=== Instruction ===
Which lines in the items below contain the word "marble"? Locate every one and copy it out in full.

++++

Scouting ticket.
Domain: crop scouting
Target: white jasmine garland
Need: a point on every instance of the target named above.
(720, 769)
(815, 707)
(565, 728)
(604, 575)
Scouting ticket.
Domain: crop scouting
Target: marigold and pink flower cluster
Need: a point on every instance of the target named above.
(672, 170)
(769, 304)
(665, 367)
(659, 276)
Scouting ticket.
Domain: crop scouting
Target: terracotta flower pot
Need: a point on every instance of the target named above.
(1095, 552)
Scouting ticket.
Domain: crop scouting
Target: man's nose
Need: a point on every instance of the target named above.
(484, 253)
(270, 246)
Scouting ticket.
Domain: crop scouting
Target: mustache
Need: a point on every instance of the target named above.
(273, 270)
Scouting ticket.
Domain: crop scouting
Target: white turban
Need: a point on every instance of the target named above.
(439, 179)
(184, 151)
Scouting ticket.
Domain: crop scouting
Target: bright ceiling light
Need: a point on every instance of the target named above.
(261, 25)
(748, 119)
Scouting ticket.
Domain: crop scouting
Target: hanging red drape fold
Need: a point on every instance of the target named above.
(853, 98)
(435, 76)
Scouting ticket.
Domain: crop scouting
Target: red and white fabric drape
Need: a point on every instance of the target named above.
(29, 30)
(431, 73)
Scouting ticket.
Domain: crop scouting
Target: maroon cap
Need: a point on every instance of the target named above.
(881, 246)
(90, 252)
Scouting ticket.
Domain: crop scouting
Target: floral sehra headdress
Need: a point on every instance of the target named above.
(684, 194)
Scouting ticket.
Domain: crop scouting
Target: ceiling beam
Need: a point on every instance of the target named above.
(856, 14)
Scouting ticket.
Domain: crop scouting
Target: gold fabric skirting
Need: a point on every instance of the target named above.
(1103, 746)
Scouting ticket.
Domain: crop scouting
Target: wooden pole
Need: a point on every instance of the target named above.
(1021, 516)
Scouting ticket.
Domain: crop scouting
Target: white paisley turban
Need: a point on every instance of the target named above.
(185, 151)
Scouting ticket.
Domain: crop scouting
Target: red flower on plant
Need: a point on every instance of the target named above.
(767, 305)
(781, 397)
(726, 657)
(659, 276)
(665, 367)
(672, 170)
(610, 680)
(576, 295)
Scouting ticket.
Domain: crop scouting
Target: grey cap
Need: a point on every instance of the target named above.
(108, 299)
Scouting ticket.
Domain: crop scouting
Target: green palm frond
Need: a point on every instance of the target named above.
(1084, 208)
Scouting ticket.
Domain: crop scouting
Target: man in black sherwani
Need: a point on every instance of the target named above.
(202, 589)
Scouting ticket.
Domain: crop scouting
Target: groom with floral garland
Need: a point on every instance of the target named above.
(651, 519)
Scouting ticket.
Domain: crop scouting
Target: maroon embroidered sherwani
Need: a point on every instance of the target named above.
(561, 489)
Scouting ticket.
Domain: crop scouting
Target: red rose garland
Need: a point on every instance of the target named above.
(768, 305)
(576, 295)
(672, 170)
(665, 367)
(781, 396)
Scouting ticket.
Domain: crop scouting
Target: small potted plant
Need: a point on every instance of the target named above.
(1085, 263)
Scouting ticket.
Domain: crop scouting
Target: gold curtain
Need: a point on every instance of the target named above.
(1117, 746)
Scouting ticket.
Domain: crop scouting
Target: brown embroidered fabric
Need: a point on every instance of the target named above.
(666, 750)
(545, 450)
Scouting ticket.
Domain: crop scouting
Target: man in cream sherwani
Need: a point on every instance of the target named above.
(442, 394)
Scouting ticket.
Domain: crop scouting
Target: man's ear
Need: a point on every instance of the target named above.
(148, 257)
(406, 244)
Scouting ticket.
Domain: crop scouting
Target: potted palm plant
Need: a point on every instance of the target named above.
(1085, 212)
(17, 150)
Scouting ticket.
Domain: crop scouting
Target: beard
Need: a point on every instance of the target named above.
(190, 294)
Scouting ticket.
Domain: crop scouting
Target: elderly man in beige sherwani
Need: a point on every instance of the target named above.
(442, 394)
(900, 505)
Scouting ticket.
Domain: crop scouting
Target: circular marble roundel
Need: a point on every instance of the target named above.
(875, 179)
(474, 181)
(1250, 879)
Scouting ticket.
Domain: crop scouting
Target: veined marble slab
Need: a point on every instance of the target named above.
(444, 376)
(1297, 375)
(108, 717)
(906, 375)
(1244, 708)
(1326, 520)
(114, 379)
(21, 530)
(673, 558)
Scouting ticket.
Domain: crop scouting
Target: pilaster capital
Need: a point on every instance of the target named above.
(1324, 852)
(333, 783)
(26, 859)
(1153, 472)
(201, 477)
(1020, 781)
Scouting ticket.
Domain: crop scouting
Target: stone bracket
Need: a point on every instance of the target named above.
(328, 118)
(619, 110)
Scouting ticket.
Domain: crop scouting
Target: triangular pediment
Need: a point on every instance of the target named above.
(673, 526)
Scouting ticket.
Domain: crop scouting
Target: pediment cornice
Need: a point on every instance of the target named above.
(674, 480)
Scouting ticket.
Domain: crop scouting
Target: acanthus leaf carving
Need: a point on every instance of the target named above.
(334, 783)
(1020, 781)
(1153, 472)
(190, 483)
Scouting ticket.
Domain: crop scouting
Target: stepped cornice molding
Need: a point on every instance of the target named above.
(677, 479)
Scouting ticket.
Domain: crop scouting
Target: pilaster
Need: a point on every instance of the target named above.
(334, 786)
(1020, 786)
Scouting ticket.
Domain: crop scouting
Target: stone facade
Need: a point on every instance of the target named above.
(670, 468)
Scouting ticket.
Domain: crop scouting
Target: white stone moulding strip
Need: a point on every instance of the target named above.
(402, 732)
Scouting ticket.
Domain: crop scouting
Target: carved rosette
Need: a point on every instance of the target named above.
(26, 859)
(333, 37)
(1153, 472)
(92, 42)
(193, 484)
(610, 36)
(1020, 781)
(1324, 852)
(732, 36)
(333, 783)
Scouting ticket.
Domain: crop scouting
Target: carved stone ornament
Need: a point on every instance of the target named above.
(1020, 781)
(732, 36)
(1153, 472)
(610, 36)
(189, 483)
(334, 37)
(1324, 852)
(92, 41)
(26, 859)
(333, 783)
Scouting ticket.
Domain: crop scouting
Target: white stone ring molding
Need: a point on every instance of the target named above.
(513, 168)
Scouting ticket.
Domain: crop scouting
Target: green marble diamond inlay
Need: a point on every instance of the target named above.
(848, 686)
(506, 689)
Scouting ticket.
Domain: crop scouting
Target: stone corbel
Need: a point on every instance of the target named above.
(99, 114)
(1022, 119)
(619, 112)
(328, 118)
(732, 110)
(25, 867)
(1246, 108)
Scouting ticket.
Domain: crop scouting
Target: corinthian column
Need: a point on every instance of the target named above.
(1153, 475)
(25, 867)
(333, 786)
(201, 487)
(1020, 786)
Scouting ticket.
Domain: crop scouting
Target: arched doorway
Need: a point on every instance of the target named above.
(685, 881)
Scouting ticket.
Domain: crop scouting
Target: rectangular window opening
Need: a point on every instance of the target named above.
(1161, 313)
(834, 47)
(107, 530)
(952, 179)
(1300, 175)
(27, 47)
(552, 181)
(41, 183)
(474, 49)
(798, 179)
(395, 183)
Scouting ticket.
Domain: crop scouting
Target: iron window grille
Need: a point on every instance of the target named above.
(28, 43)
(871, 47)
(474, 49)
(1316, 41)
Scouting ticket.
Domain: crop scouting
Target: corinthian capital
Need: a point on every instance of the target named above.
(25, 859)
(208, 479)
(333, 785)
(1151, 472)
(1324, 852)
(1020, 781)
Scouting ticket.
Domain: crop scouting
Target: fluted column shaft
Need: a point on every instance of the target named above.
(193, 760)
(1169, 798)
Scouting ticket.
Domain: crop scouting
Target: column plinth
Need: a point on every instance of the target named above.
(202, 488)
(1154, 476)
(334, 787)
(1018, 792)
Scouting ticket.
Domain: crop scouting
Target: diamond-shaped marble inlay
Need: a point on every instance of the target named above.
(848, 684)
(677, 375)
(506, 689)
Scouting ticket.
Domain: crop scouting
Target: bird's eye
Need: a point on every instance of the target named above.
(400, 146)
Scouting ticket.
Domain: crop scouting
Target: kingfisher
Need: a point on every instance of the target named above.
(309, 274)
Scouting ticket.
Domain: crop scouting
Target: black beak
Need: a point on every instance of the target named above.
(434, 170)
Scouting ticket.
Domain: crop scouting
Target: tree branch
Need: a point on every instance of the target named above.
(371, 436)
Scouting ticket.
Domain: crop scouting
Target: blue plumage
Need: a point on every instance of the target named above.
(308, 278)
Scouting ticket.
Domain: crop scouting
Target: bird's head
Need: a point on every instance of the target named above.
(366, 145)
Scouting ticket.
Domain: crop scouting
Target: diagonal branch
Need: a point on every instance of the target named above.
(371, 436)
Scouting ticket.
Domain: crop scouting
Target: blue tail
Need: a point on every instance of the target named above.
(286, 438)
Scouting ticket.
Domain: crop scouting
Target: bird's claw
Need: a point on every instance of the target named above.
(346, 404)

++++

=== Written reply ===
Target: circular marble roundel
Target: veined marble slab
Target: green marble diamond inlay
Target: diamond-shaped marble inlay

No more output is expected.